### Exercise instructions
Repeat every record below exactly, leaving out the pictures.
(Data begins)
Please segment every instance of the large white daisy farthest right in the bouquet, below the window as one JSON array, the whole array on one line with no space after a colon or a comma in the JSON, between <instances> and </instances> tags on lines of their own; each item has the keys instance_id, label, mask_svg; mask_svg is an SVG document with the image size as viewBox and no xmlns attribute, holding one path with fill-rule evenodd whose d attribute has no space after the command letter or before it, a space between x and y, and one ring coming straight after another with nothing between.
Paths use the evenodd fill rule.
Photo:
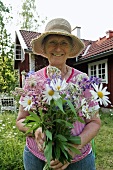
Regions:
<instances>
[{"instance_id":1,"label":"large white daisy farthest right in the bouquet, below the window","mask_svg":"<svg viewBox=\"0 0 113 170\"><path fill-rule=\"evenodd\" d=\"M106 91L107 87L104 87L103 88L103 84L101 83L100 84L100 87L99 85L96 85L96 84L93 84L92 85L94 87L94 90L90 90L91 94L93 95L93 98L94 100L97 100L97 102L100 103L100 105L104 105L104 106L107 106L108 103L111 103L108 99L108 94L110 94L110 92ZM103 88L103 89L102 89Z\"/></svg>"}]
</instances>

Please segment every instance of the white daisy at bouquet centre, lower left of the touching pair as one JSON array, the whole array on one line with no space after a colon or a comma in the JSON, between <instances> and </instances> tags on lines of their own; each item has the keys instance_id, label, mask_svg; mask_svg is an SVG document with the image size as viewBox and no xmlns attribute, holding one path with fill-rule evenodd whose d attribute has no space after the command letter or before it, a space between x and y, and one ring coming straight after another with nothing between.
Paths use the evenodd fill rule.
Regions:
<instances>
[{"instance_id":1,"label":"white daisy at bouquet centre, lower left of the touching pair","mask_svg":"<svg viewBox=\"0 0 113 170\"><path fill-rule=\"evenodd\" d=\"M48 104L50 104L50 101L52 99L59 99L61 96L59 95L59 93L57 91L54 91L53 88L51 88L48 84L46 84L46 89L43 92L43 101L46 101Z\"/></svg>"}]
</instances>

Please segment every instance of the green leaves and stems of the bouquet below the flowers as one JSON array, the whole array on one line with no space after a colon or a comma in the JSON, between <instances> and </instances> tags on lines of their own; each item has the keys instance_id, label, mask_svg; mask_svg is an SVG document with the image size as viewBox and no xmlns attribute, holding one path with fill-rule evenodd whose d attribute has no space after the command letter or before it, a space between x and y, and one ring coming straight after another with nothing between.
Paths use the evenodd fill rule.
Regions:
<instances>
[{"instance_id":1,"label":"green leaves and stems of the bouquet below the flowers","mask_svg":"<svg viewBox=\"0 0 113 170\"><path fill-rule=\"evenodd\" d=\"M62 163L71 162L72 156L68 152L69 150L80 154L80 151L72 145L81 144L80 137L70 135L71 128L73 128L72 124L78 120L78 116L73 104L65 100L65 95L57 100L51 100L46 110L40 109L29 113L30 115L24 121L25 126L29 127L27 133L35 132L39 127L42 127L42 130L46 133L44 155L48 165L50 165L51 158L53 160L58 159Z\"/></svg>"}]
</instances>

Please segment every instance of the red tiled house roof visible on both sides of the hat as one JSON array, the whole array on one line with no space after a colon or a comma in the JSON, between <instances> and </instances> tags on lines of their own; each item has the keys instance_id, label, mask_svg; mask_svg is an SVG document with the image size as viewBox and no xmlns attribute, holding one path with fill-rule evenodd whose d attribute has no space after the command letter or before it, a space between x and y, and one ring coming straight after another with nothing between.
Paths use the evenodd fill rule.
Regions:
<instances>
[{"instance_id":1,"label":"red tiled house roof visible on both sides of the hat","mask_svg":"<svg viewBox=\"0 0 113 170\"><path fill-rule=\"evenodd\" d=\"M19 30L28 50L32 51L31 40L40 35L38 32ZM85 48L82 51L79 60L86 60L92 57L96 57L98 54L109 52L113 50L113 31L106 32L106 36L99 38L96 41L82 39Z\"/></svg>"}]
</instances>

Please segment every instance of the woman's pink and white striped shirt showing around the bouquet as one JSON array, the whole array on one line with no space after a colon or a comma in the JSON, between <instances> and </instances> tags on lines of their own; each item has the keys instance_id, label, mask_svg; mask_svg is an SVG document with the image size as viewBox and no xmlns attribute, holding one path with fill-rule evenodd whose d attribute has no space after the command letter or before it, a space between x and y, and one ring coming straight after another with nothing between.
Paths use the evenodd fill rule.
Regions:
(Data ends)
### Answer for the task
Please segment every instance of the large white daisy farthest right in the bouquet, below the window as one JSON array, the whole array on one line with no space after a colon or a comma in the JSON, between <instances> and </instances> tags on lines of their own; each item has the keys instance_id, label, mask_svg; mask_svg is an SVG document with the image size as viewBox and no xmlns attribute, holding one path with fill-rule evenodd whose d attribute has no space after the command letter or before it, a space between x and y, and one ring coming straight after another with nothing between.
Paths use the evenodd fill rule.
Photo:
Regions:
<instances>
[{"instance_id":1,"label":"large white daisy farthest right in the bouquet, below the window","mask_svg":"<svg viewBox=\"0 0 113 170\"><path fill-rule=\"evenodd\" d=\"M106 91L107 87L104 87L103 88L103 84L101 83L100 84L100 87L99 85L96 85L96 84L93 84L92 85L94 87L94 90L90 90L91 94L93 95L93 98L94 100L97 100L97 102L100 103L100 105L104 105L104 106L107 106L108 103L111 103L108 99L108 94L110 94L110 92ZM103 88L103 89L102 89Z\"/></svg>"}]
</instances>

Please segment every instance of the white daisy at bouquet centre, lower left of the touching pair as one JSON array, the whole array on one line with no space after a colon or a comma in the JSON, between <instances> and </instances> tags on lines of their own; each item has the keys instance_id, label, mask_svg; mask_svg is an SVG document with the image size as viewBox and no xmlns attribute, holding one path with fill-rule evenodd whose d attribute has no space after the command letter or before it, a space between x and y, and one ring coming straight after another with nothing between.
Paths use the evenodd fill rule.
Regions:
<instances>
[{"instance_id":1,"label":"white daisy at bouquet centre, lower left of the touching pair","mask_svg":"<svg viewBox=\"0 0 113 170\"><path fill-rule=\"evenodd\" d=\"M48 104L50 104L50 101L52 99L59 99L61 96L59 95L59 93L57 91L54 91L53 88L51 88L48 84L46 84L46 89L43 92L43 101L46 101Z\"/></svg>"}]
</instances>

Please segment every instance of the green leaves and stems of the bouquet below the flowers as one JSON array, the whole array on one line with no space after a colon or a comma in the JSON, between <instances> and </instances> tags on lines of their own; each item has the keys instance_id, label, mask_svg; mask_svg is an SVG document with the image size as viewBox and no xmlns attribute, holding one path with fill-rule evenodd whose d attribute has no space after the command letter or before it, a space between x and y, and one ring coming straight after another with nothing between.
Paths use the evenodd fill rule.
Regions:
<instances>
[{"instance_id":1,"label":"green leaves and stems of the bouquet below the flowers","mask_svg":"<svg viewBox=\"0 0 113 170\"><path fill-rule=\"evenodd\" d=\"M62 163L71 162L72 156L68 152L69 150L80 154L80 151L72 145L81 144L80 137L70 135L71 128L73 128L72 124L78 120L78 116L73 104L65 100L65 95L57 100L51 100L46 110L40 109L29 113L30 115L24 121L25 126L29 127L27 133L35 132L39 127L42 127L42 130L46 133L44 155L48 165L50 165L51 158L53 160L58 159Z\"/></svg>"}]
</instances>

Please segment every instance of the red tiled house roof visible on both sides of the hat as one JSON array, the whole array on one line with no space after a colon or a comma in the JSON, between <instances> and </instances> tags on lines of their own; each item has the keys instance_id, label, mask_svg; mask_svg is an SVG document with the image size as viewBox and no xmlns attribute, holding one path with fill-rule evenodd whose d attribute has no space after the command letter or before it, a space between x and y, and one ring coming straight after another with nothing between.
Paths use the evenodd fill rule.
Regions:
<instances>
[{"instance_id":1,"label":"red tiled house roof visible on both sides of the hat","mask_svg":"<svg viewBox=\"0 0 113 170\"><path fill-rule=\"evenodd\" d=\"M19 30L28 50L32 51L31 40L40 35L38 32ZM85 48L82 51L79 60L86 60L92 57L96 57L98 54L109 52L113 50L113 31L106 32L106 36L99 38L96 41L82 39Z\"/></svg>"}]
</instances>

Please segment every instance of the woman's pink and white striped shirt showing around the bouquet as one JSON array, the whole array on one line with no space after a colon or a comma in the JSON, between <instances> and </instances> tags on lines of their own; each item has the keys instance_id, label, mask_svg; mask_svg is an SVG document with the image size as viewBox and no xmlns attribute, holding one path with fill-rule evenodd whose d attribute has no space after the command letter or before it, a space between x and y, and one ring coming straight after another with nothing between.
Paths use the evenodd fill rule.
Regions:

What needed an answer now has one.